• _EXERCISE OBJECTIVE_:
Find every line in the records that contains the string "detect" and copy each of those lines.

• _WORKING DATA_:
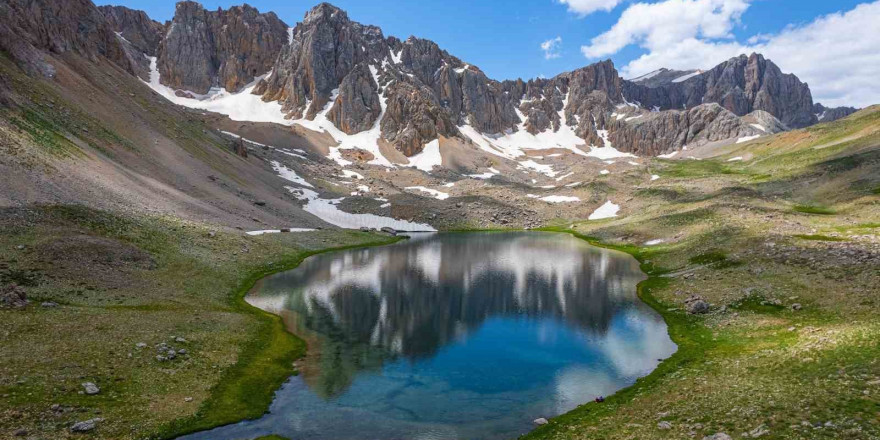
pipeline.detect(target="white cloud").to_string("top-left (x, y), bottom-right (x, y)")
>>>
top-left (559, 0), bottom-right (622, 16)
top-left (581, 0), bottom-right (749, 58)
top-left (581, 0), bottom-right (880, 107)
top-left (541, 37), bottom-right (562, 60)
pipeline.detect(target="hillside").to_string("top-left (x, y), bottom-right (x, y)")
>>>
top-left (0, 0), bottom-right (880, 440)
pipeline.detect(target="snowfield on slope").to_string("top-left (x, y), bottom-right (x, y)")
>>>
top-left (587, 200), bottom-right (620, 220)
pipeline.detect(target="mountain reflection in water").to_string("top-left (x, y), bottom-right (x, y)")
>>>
top-left (177, 232), bottom-right (675, 439)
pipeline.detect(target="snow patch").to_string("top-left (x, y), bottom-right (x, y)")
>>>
top-left (287, 187), bottom-right (436, 232)
top-left (246, 228), bottom-right (314, 235)
top-left (672, 70), bottom-right (703, 83)
top-left (405, 186), bottom-right (449, 200)
top-left (540, 196), bottom-right (581, 203)
top-left (587, 130), bottom-right (636, 160)
top-left (519, 159), bottom-right (557, 177)
top-left (271, 160), bottom-right (314, 188)
top-left (409, 139), bottom-right (443, 173)
top-left (342, 170), bottom-right (364, 180)
top-left (736, 134), bottom-right (761, 144)
top-left (144, 55), bottom-right (292, 126)
top-left (587, 200), bottom-right (620, 220)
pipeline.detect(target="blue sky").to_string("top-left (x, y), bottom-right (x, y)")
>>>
top-left (97, 0), bottom-right (880, 105)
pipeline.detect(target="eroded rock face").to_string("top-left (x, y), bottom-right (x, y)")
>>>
top-left (624, 54), bottom-right (816, 128)
top-left (327, 63), bottom-right (382, 134)
top-left (258, 3), bottom-right (520, 155)
top-left (608, 103), bottom-right (765, 156)
top-left (0, 0), bottom-right (135, 76)
top-left (158, 1), bottom-right (287, 93)
top-left (813, 102), bottom-right (859, 122)
top-left (98, 5), bottom-right (165, 57)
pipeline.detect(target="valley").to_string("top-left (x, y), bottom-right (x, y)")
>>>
top-left (0, 0), bottom-right (880, 440)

• _TASK OUTPUT_:
pipeline.detect(target="white cloud").to_string("top-left (x, y), bottom-right (x, y)")
pipeline.detect(target="hillside").to_string("top-left (x, y), bottom-right (x, y)")
pipeline.detect(target="snowfield on slope").to_string("top-left (x, y), bottom-right (x, y)")
pipeline.detect(target="mountain reflection in water").to_string("top-left (x, y), bottom-right (x, y)")
pipeline.detect(target="snow patch").to_string("top-left (x, y), bottom-right (x, y)")
pipeline.detect(target="blue sky").to_string("top-left (x, y), bottom-right (x, y)")
pipeline.detect(target="eroded rock face").to_string("top-left (x, y), bottom-right (x, y)")
pipeline.detect(target="valley").to_string("top-left (x, y), bottom-right (x, y)")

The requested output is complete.